Acórdão nº 3999/19.0T8GMR.G1 de Tribunal da Relação de Guimarães, 05 de Novembro de 2020

Magistrado ResponsávelCONCEIÇÃO SAMPAIO
Data da Resolução05 de Novembro de 2020
EmissorTribunal da Relação de Guimarães

ACORDAM NO TRIBUNAL DA RELAÇÃO DE GUIMARÃES I – RELATÓRIO M. R. intentou a presente ação contra “Pichelaria X, Limitada”, pedindo a declaração de inexistência de justa causa para a sua destituição do cargo de gerente e, consequentemente, a condenação da ré no pagamento de indemnização pelos danos patrimoniais e não patrimoniais sofridos.

A ré contestou pugnando pela justa causa da destituição e impugnou os danos invocados pelo autor.

A final foi proferida sentença que julgou a ação parcialmente procedente, declarando-se a inexistência de justa causa para a destituição do autor, M. R., com a consequente condenação da ré “Pichelaria X, Ld.” a pagar àquele a quantia de € 76.800,00 (setenta e seis mil e oitocentos euros), acrescida de juros contados desde a prolação da presente sentença até integral pagamento.

*Inconformada com a sentença veio a ré Pichelaria X, Lda. interpor recurso, per saltum, terminando com as seguintes conclusões:

  1. Requer-se, desde já, que o presente recurso suba e seja decidido, pelo Supremo Tribunal de Justiça!..., dado que versará apenas sobre questões de direito; o valor da causa é de 104.892,99 €, logo, superior à alçada da Relação; o valor da sucumbência é superior a metade da alçada da Relação (a recorrente, apesar de pedir a sua absolvição, foi condenada a pagar ao autor a quantia de 76.800,00 €); e não está em causa qualquer decisão interlocutória.

  2. Não podemos concordar com o Tribunal “a quo” na conclusão de que os factos dados como provados não integrem o conceito de justa causa – com o devido respeito, que é muito – razão pela qual a sindicamos pelo presente.

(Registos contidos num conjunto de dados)
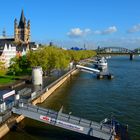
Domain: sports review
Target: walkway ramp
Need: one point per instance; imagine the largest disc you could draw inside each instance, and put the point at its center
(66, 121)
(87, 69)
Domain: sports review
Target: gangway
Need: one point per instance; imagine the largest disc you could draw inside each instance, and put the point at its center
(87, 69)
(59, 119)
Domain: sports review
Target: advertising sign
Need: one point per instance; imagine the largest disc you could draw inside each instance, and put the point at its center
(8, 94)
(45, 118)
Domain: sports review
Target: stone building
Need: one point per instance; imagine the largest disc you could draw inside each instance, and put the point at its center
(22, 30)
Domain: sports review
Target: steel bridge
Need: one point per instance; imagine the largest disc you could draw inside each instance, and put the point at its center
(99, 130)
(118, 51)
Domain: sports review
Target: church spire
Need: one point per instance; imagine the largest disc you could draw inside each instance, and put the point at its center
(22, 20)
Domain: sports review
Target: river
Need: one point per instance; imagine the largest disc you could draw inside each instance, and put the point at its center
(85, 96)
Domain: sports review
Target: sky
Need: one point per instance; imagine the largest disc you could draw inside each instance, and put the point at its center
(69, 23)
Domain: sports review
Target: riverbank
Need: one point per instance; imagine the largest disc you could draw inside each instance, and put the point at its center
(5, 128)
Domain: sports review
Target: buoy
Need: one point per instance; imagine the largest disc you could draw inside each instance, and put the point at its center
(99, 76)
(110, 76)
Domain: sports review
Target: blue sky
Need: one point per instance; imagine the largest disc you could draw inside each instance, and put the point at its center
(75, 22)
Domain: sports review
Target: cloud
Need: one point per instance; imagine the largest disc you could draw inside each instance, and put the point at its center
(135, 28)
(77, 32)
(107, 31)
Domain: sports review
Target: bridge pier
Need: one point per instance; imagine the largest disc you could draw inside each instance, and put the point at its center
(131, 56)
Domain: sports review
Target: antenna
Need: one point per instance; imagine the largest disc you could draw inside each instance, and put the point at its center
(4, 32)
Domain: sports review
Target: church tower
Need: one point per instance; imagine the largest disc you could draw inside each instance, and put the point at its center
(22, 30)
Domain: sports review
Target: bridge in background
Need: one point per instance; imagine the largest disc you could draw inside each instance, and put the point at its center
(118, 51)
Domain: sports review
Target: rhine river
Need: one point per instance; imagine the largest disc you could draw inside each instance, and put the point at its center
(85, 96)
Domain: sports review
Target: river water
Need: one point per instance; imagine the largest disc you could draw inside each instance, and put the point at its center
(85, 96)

- _PROBLEMA PROPOSTO_: Prossiga o acórdão sobre a destituição do gerente da Pichelaria X a partir da última frase apresentada.

- _RESPOSTA À TAREFA_:
  3. Conforme resumiu o Acórdão do Tribunal de Guimarães de 15/11/2012, publicado em www.dgsi.pt, sobre o pensamento de Baptista Machado, in “Pressupostos da Resolução por Incumprimento”, pag. 21 que, “a justa causa corresponderá a qualquer circunstância, facto ou situação em face do qual e segundo a boa-fé, não seja exigível a uma das partes a continuação da relação estabelecida; a todo o facto capaz de fazer perigar o fim do contrato ou dificultar a obtenção desse fim; a qualquer conduta que possa fazer desaparecer pressupostos, pessoais ou reais, essenciais ao desenvolvimento da relação, designadamente qualquer conduta contrária aos deveres de correcção, de lealdade, e de fidelidade na relação associativa”.

  4. Por seu turno, do artigo 64º do CSC, resultam os deveres que impendem sobre os gerentes, onde se pode ler que: 1 - Os gerentes ou administradores da sociedade devem observar: a) Deveres de cuidado, revelando a disponibilidade, a competência técnica e o conhecimento da actividade da sociedade adequados às suas funções e empregando nesse âmbito a diligência de um gestor criterioso e ordenado; e b) Deveres de lealdade, no interesse da sociedade, atendendo aos interesses de longo prazo dos sócios e ponderando os interesses dos outros sujeitos relevantes para a sustentabilidade da sociedade, tais como os seus trabalhadores, clientes e credores.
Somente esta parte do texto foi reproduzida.